## Entries shown
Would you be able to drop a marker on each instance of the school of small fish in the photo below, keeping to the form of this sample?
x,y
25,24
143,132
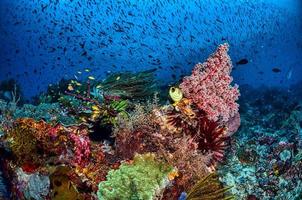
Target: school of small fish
x,y
46,40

## The request
Reproduce the rows above verbatim, omitting the pictures.

## Reply
Would you be able to drop a marker on each instance of the school of small fish in the photo below, keeping to the form of this sample?
x,y
25,24
143,132
Target: school of small fish
x,y
46,40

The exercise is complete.